- [WORK INSTRUCTIONS]
Give back every row below word for word, leaving out the pictures.

* * *

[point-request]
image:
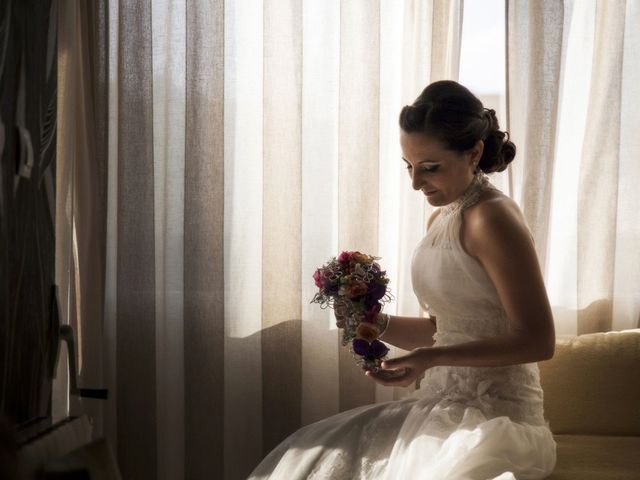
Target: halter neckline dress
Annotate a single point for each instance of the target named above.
(462, 423)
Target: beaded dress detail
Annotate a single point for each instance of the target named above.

* * *

- [WORKED ANSWER]
[point-request]
image:
Target: halter neckline dress
Annotate a single point for each instance of the target named above.
(462, 423)
Target: beaded dress detail
Annotate a single point for each instance of the target named above.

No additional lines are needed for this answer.